- **Task objective**
Can you print the lines below exactly, starting with the line containing "Scan the scene above for any grassy" and continuing through the line containing "[66,60,80,68]"?

----------------

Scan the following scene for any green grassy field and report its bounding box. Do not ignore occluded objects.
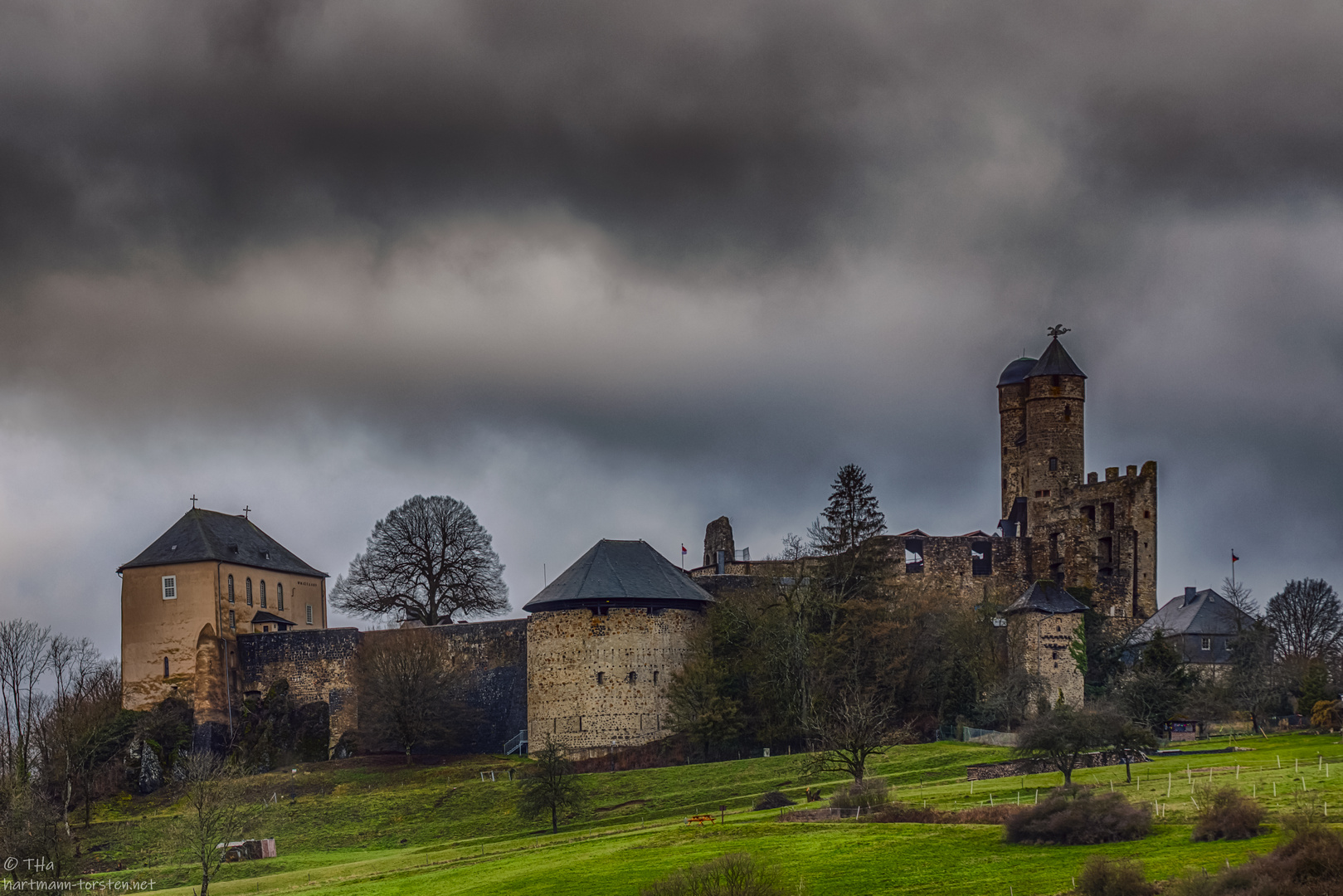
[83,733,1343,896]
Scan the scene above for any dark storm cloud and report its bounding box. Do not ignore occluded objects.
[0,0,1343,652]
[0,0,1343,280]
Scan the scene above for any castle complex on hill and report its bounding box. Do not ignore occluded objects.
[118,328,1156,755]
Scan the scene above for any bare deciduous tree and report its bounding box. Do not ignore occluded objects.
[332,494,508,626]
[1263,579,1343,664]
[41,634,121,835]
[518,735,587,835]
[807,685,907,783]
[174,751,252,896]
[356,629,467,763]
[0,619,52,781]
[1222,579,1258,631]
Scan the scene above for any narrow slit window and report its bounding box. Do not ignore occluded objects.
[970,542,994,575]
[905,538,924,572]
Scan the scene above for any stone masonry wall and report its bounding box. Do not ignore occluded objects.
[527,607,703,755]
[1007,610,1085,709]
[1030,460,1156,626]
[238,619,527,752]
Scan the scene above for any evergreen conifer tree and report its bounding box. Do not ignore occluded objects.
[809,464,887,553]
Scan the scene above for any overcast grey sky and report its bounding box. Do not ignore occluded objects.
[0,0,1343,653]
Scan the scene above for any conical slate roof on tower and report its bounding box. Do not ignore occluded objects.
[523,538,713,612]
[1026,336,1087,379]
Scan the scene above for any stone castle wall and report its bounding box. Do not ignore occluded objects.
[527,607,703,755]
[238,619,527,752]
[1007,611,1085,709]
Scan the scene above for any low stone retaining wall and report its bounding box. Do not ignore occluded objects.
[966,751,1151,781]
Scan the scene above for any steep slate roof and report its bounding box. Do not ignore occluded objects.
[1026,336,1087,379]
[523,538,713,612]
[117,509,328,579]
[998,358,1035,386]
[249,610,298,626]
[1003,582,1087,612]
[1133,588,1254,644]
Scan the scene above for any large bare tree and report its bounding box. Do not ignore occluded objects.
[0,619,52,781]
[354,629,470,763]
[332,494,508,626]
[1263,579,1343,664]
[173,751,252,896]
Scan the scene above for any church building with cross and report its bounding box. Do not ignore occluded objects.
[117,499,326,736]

----------------

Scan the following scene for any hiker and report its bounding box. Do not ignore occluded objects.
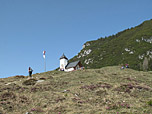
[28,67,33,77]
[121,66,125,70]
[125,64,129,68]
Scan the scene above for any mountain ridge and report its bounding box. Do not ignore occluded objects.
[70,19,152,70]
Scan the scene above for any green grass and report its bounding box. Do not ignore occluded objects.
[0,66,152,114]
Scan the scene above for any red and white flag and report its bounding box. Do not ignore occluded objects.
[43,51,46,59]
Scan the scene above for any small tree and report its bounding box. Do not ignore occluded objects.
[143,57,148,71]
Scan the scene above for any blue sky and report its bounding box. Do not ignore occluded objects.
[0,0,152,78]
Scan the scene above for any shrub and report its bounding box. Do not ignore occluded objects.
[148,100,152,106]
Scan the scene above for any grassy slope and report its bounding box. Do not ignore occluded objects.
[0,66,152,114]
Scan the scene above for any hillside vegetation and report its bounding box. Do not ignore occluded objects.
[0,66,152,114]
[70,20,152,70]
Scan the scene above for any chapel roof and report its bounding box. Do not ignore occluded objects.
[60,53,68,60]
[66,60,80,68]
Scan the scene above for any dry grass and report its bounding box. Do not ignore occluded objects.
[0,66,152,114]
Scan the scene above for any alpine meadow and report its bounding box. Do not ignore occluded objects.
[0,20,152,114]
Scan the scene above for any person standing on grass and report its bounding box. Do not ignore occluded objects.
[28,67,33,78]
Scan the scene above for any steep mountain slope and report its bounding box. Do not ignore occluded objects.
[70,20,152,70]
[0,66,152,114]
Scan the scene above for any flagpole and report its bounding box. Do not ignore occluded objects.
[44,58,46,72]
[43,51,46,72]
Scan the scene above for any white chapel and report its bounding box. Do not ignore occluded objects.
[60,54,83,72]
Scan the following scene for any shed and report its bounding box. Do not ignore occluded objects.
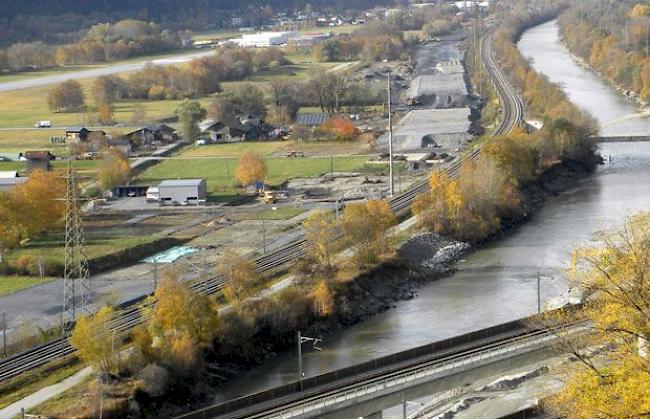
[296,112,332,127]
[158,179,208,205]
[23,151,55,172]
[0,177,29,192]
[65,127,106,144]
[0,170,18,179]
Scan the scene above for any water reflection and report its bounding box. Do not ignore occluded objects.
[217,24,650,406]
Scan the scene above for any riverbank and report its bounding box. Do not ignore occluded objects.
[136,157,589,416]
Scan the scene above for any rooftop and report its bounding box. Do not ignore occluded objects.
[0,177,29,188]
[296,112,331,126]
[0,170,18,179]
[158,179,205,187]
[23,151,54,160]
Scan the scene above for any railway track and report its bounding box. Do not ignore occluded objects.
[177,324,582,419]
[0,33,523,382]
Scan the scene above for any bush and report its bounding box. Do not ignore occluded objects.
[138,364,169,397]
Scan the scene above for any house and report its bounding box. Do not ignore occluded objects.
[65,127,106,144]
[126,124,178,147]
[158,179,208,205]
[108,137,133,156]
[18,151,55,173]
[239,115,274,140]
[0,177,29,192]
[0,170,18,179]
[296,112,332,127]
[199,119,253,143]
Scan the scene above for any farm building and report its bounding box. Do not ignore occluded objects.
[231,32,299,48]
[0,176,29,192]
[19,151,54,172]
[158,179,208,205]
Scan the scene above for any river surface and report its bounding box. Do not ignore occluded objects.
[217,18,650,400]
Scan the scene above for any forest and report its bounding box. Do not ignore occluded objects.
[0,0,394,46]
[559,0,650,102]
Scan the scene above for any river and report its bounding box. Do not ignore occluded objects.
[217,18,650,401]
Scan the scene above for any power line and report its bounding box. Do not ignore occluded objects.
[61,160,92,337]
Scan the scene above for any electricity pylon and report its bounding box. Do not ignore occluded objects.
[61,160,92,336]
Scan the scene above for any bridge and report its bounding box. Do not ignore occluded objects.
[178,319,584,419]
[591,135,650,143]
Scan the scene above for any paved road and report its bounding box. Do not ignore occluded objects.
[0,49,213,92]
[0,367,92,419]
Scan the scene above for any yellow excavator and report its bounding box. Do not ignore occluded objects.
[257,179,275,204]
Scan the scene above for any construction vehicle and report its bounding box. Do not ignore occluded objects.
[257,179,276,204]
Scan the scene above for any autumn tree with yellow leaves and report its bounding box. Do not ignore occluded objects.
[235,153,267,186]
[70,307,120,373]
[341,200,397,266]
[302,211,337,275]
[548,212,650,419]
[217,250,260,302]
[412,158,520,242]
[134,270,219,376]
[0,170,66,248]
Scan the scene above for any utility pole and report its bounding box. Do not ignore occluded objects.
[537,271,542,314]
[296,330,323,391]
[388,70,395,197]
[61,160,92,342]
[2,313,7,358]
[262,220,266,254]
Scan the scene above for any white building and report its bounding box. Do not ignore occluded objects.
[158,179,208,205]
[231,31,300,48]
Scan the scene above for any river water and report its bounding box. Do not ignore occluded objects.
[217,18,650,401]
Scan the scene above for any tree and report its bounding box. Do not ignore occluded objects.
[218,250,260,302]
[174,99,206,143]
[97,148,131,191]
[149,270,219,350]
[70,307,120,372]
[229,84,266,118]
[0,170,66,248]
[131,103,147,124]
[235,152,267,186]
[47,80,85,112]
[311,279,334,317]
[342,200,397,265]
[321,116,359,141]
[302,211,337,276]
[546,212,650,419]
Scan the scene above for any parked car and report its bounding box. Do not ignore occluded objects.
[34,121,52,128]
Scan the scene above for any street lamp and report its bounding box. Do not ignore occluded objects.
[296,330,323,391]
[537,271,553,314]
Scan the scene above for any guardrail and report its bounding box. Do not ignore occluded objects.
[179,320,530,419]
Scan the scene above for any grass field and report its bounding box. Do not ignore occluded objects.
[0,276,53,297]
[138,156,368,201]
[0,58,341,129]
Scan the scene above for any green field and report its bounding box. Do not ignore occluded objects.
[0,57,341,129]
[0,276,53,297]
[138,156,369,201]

----------------

- **Answer to this task**
Scan the scene above for any grassy slope and report its bounding box. Do not ignore occluded objects.
[0,66,152,114]
Scan the scene above for any hillside vegetation and report its bounding box. Do not ignore occluded objects.
[0,66,152,114]
[70,20,152,70]
Scan the scene above for any chapel roof and report its bounding box. Do not ignore occluded objects.
[60,53,68,60]
[66,60,80,68]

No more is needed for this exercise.